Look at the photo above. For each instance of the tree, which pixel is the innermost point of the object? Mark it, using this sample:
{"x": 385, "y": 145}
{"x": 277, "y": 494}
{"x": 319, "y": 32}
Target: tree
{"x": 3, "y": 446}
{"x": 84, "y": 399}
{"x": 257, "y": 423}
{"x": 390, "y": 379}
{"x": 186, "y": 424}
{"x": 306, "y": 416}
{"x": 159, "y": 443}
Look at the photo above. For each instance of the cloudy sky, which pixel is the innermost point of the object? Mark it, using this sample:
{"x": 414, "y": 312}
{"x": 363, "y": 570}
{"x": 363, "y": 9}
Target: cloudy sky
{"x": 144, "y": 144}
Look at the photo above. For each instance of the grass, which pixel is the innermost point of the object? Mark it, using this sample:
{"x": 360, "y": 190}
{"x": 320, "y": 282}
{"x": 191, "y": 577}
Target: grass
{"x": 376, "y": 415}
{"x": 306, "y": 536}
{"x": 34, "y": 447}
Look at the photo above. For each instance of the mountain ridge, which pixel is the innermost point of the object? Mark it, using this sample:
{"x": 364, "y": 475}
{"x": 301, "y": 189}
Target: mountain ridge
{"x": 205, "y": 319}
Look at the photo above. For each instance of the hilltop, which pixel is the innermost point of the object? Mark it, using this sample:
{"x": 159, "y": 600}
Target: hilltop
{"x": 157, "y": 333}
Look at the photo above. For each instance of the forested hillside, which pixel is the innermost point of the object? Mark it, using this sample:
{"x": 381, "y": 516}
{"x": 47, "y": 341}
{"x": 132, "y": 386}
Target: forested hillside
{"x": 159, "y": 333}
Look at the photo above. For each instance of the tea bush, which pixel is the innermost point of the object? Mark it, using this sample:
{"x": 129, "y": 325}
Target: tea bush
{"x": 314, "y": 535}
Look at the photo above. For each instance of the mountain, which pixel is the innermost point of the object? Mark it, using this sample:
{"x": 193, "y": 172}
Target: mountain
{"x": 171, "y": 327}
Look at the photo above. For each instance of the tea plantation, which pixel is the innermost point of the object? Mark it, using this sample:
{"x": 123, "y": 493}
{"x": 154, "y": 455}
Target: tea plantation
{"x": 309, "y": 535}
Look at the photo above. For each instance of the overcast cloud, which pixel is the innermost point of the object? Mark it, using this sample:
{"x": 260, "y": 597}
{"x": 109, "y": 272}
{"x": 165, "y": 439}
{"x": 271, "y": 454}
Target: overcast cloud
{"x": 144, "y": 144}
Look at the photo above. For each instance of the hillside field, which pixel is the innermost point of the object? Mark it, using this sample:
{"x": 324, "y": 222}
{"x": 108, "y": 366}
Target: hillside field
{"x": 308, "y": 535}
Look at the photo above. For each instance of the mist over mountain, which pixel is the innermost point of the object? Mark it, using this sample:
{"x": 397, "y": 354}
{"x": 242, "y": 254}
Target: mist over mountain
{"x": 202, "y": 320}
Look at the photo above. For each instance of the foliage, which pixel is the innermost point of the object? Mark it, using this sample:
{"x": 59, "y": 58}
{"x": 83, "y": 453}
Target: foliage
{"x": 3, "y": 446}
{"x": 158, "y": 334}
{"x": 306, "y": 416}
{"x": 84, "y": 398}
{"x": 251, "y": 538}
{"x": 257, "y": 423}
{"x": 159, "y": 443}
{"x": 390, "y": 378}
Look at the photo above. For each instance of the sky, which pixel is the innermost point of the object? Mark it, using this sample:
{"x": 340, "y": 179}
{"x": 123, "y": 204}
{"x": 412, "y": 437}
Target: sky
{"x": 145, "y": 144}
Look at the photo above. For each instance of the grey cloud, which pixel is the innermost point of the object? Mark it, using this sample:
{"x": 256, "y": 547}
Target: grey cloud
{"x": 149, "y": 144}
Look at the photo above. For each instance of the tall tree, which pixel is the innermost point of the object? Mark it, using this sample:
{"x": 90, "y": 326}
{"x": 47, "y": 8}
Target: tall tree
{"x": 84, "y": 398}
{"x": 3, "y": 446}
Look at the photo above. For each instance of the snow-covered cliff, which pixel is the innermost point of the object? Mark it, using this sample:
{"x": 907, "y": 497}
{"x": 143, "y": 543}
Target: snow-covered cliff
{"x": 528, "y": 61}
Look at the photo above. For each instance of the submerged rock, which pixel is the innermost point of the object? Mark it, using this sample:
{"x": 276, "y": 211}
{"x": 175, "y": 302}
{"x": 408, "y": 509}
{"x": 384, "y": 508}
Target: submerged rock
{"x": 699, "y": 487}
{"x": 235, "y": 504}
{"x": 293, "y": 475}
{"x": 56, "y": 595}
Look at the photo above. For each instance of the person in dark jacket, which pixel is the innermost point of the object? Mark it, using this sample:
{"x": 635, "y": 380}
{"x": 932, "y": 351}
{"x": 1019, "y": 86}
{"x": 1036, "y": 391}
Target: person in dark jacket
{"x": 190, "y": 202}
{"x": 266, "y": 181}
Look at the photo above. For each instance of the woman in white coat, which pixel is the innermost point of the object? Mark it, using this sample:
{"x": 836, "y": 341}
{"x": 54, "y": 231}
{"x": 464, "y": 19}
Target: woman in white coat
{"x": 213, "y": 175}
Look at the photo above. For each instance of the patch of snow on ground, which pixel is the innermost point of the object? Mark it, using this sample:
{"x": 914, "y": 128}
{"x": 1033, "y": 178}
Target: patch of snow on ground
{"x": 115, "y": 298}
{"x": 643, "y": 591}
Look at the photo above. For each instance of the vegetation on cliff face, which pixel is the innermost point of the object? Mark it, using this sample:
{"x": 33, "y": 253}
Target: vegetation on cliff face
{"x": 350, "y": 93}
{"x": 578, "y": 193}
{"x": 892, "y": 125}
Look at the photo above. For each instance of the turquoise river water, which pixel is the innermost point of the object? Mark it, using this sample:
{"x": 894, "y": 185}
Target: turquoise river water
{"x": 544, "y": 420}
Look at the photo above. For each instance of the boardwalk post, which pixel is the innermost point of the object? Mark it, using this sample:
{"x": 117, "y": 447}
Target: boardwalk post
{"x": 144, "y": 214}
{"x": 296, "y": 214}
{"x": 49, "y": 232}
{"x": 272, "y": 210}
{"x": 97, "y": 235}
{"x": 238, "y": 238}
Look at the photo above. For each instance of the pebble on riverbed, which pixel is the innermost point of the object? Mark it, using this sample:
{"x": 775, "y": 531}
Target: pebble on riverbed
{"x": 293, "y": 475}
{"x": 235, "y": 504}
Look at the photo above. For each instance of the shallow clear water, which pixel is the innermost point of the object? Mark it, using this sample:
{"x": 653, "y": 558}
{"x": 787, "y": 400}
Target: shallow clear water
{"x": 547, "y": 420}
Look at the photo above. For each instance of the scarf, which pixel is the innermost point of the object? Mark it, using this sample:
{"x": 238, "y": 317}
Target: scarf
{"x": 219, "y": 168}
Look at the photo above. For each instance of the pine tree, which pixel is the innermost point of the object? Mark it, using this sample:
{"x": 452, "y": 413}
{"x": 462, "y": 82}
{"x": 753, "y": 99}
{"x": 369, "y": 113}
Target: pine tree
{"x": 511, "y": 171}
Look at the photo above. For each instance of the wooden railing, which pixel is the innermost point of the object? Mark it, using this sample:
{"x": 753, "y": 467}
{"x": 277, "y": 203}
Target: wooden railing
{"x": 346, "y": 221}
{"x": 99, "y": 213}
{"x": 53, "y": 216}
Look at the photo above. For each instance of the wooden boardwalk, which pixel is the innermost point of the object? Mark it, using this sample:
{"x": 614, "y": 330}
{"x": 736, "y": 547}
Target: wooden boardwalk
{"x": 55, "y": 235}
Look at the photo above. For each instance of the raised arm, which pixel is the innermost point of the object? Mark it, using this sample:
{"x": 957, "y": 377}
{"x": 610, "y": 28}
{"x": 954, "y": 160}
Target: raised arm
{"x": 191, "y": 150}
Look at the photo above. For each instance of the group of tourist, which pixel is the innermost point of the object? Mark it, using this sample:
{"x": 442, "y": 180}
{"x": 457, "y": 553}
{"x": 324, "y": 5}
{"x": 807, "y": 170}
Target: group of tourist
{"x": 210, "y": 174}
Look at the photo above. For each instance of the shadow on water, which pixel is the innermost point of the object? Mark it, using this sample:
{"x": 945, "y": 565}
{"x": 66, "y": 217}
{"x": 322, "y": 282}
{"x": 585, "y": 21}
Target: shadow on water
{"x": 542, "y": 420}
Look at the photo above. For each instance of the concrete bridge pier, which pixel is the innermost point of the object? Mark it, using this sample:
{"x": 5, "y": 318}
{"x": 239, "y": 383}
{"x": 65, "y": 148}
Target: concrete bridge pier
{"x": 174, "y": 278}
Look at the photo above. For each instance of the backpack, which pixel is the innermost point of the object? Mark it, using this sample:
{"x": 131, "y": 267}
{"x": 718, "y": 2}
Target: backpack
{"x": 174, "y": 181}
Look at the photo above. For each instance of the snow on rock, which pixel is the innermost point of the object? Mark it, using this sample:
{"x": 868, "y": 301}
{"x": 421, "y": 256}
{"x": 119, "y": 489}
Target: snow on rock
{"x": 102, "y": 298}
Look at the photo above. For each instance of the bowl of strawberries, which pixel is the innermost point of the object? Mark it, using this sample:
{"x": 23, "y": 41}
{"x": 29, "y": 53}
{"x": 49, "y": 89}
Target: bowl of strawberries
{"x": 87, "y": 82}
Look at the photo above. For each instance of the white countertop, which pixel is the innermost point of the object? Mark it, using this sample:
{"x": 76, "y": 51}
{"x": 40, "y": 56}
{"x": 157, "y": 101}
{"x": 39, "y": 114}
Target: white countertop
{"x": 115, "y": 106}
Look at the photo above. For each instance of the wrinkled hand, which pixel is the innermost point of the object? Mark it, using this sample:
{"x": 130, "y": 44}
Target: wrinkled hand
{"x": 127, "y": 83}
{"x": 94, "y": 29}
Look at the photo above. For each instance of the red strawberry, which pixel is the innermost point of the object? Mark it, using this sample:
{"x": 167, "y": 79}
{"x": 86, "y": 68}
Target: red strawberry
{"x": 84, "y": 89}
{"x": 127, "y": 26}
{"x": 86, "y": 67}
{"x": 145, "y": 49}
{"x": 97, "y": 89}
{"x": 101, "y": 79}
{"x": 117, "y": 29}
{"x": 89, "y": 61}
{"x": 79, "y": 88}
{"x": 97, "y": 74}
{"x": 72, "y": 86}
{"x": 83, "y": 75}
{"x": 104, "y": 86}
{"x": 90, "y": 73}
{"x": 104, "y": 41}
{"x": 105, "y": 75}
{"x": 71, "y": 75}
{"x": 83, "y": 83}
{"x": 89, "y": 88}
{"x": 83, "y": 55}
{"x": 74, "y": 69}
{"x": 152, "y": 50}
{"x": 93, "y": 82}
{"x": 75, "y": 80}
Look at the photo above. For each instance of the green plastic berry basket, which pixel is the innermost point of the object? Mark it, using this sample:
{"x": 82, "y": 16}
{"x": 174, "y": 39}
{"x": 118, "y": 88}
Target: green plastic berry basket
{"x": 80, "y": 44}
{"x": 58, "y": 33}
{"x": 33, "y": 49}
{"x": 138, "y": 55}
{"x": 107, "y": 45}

Aim of the exercise: Return, word for word, each line from the line that contains "Look at the photo above. For each instance of the green" to the end of the listing above; include both end lines and nothing else.

Response to this task:
Look at the photo above. For each instance of the green plastic berry basket, which pixel is the innermost point of the object? Mark it, using this sample:
{"x": 82, "y": 16}
{"x": 174, "y": 39}
{"x": 118, "y": 88}
Target: green plastic berry basket
{"x": 80, "y": 44}
{"x": 58, "y": 33}
{"x": 33, "y": 49}
{"x": 138, "y": 55}
{"x": 107, "y": 45}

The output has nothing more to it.